DATA PROVIDED:
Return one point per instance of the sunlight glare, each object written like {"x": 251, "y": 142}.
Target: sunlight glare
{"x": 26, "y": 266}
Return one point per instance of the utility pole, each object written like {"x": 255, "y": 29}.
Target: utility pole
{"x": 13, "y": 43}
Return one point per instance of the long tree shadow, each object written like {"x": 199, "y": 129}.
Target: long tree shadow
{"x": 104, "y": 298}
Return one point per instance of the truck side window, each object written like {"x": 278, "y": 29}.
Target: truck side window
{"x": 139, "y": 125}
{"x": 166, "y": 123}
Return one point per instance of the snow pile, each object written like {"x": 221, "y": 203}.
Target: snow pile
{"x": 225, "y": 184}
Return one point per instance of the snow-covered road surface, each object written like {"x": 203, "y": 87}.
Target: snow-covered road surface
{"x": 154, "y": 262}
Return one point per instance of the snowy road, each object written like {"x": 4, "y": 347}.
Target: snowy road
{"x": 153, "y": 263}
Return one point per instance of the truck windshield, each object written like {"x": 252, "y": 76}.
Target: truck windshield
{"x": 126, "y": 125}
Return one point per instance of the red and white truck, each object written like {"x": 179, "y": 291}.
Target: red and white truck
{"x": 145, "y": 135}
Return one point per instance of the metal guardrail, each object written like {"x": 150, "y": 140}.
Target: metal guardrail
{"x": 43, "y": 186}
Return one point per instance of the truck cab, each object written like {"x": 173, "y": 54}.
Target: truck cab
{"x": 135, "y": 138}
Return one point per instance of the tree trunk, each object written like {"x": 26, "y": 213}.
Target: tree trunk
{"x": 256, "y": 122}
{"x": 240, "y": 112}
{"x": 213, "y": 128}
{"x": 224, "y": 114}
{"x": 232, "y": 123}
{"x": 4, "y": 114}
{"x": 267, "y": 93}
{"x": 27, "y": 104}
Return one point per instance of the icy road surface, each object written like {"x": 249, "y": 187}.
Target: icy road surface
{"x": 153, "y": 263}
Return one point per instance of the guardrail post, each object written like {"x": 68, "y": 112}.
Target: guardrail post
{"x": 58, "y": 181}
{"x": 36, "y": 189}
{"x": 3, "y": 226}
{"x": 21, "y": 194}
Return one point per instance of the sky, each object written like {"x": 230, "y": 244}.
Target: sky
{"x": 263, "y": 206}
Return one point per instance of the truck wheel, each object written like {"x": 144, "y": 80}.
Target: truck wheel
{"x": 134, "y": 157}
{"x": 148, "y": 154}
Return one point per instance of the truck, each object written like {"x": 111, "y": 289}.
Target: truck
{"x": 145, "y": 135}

TASK INSTRUCTIONS: Put the stretch from the line containing "Return one point per instance of the metal" through the end of the rows into a Markdown table with the columns Line No. and Text. Number each line and leave out any blank lines.

RESPONSE TO THIS EXERCISE:
| Line No. | Text |
|---|---|
| 1 | Return one point per instance of the metal guardrail, each object written like {"x": 150, "y": 140}. |
| 2 | Target: metal guardrail |
| 3 | {"x": 43, "y": 186} |
| 4 | Return one point per instance of the truck cab, each object written like {"x": 173, "y": 54}. |
| 5 | Target: truck cab |
| 6 | {"x": 135, "y": 138} |
| 7 | Return one point per instance of the tree trunk, each object written like {"x": 26, "y": 213}. |
| 8 | Target: tree trunk |
| 9 | {"x": 256, "y": 122} |
| 10 | {"x": 240, "y": 112} |
| 11 | {"x": 213, "y": 128} |
| 12 | {"x": 224, "y": 114} |
| 13 | {"x": 232, "y": 123} |
| 14 | {"x": 4, "y": 114} |
| 15 | {"x": 267, "y": 93} |
| 16 | {"x": 27, "y": 104} |
| 17 | Return one point per instance of the icy road surface, each object written like {"x": 249, "y": 187}. |
| 18 | Target: icy road surface |
| 19 | {"x": 153, "y": 263} |
| 20 | Return one point per instance of the guardrail post, each object written like {"x": 68, "y": 112}. |
| 21 | Target: guardrail post |
| 22 | {"x": 58, "y": 181} |
| 23 | {"x": 36, "y": 189} |
| 24 | {"x": 3, "y": 226} |
| 25 | {"x": 21, "y": 194} |
| 26 | Return one point per instance of the sky, each object written like {"x": 230, "y": 244}. |
| 27 | Target: sky |
| 28 | {"x": 263, "y": 206} |
| 29 | Return one point per instance of the truck wheel, each object written like {"x": 144, "y": 80}. |
| 30 | Target: truck wheel |
| 31 | {"x": 134, "y": 157} |
| 32 | {"x": 148, "y": 154} |
| 33 | Return one point per instance of the truck, each object written like {"x": 111, "y": 289}. |
| 34 | Target: truck |
| 35 | {"x": 145, "y": 135} |